[DATA RECORDS]
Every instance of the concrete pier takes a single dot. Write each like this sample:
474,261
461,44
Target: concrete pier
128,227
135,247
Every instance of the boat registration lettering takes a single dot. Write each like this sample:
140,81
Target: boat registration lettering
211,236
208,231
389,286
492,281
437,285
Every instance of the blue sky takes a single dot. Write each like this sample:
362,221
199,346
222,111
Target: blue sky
[/DATA RECORDS]
PROBLEM TO WORK ON
The line containing "Every instance of the blue" marks where to begin; the last line of the records marks where to stop. Copy both and all between, exactly.

RESULT OF THIS EXERCISE
Every instance of the blue sky takes a single dot. Write each like this sample:
362,221
199,346
222,111
Target: blue sky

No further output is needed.